Lines before the one containing "POINT: one per instance on the flush" are left out; return that line and all lines after it, exactly, through the end of the records below.
*** Opening of RECORDS FOR THIS TASK ***
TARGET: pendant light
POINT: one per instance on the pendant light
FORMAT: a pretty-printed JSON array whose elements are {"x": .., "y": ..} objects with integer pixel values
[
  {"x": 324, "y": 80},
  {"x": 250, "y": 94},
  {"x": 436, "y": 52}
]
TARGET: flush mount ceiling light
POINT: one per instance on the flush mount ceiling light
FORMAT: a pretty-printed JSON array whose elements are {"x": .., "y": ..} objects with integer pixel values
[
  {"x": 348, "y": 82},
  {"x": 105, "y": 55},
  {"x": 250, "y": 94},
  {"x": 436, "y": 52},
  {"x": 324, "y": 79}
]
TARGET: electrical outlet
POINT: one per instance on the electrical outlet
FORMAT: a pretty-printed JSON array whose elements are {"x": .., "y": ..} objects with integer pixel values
*** Close of RECORDS FOR THIS TASK ***
* OUTPUT OF THE TASK *
POINT: one per instance on the flush mount ceiling light
FORMAT: a pretty-printed JSON array whose elements are {"x": .., "y": ..} objects with integer pixel values
[
  {"x": 348, "y": 82},
  {"x": 105, "y": 55},
  {"x": 250, "y": 94},
  {"x": 436, "y": 52},
  {"x": 324, "y": 79}
]
TARGET: electrical outlet
POINT: one per instance on the electrical outlet
FORMAT: a pretty-printed JSON array whose elements are {"x": .., "y": ..} objects with integer pixel values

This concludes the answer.